Material supplied START
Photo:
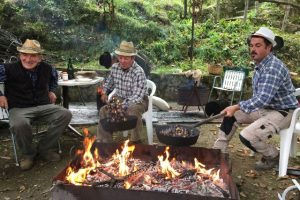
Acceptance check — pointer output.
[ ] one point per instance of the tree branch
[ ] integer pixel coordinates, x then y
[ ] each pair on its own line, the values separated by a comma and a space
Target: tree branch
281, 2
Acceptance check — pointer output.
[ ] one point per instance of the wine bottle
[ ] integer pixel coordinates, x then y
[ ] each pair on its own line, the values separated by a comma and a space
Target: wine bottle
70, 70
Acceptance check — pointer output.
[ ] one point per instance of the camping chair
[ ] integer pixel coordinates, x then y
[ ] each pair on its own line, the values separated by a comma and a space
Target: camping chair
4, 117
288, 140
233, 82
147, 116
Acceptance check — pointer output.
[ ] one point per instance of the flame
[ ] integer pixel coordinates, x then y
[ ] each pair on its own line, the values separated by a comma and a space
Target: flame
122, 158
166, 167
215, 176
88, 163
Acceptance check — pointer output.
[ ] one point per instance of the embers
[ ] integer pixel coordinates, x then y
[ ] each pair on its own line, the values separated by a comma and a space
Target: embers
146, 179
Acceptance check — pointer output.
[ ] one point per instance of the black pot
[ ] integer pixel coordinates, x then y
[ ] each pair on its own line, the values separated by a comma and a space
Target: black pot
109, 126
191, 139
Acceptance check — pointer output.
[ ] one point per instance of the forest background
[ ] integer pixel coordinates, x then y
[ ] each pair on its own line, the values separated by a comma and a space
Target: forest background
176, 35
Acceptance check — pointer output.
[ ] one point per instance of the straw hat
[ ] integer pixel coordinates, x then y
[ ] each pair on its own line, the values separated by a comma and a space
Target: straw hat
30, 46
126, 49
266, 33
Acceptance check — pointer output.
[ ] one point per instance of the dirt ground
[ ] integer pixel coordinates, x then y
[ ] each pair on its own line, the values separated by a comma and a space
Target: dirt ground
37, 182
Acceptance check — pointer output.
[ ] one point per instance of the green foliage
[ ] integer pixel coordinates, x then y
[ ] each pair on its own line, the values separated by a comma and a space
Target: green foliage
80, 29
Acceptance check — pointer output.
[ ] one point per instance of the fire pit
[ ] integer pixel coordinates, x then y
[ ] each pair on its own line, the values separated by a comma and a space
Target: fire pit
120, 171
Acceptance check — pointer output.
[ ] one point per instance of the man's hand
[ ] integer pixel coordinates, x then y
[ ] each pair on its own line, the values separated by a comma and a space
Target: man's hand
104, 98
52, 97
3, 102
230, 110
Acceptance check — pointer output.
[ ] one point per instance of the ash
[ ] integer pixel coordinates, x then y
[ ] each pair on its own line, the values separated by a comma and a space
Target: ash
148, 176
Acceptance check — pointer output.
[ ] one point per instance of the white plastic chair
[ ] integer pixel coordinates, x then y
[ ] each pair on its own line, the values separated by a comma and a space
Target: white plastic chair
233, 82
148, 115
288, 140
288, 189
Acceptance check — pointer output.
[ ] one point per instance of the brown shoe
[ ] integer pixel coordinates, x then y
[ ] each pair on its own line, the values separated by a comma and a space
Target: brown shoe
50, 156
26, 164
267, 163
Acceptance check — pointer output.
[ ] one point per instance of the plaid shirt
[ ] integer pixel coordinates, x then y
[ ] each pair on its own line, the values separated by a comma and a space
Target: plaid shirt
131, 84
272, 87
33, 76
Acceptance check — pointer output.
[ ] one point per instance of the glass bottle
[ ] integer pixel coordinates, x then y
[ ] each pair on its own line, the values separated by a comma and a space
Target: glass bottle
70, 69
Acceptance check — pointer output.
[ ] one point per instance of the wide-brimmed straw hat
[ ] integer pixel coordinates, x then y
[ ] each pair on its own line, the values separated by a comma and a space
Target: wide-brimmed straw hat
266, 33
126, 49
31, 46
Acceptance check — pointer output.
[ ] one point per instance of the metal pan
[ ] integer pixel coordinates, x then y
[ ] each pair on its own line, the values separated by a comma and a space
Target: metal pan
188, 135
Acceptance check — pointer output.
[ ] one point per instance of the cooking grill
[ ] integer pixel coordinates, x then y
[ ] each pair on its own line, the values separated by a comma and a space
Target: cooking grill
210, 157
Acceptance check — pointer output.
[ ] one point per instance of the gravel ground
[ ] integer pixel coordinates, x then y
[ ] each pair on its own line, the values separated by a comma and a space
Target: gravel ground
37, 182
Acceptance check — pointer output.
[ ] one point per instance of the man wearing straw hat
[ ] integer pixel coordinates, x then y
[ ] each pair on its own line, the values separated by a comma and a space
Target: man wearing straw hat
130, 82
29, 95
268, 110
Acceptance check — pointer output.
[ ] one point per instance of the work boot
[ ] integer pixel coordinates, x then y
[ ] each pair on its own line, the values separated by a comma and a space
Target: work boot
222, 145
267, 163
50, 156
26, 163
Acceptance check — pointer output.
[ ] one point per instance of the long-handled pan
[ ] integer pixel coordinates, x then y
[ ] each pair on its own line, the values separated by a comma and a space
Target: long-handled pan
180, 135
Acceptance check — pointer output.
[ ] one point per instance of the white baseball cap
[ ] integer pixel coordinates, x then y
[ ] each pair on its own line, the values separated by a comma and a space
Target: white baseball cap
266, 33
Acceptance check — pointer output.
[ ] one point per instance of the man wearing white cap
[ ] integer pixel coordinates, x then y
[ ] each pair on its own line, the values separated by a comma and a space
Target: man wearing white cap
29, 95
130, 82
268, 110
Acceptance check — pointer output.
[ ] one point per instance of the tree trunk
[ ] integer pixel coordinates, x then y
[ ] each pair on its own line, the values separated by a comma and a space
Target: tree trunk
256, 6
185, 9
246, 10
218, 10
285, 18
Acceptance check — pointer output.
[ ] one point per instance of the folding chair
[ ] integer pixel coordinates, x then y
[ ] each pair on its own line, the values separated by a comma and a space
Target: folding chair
Material supplied END
### Instructions to follow
Search the records line by line for the word "folding" and copy every line where it appears.

### Output below
[ ] one point per instance of the folding chair
Target: folding chair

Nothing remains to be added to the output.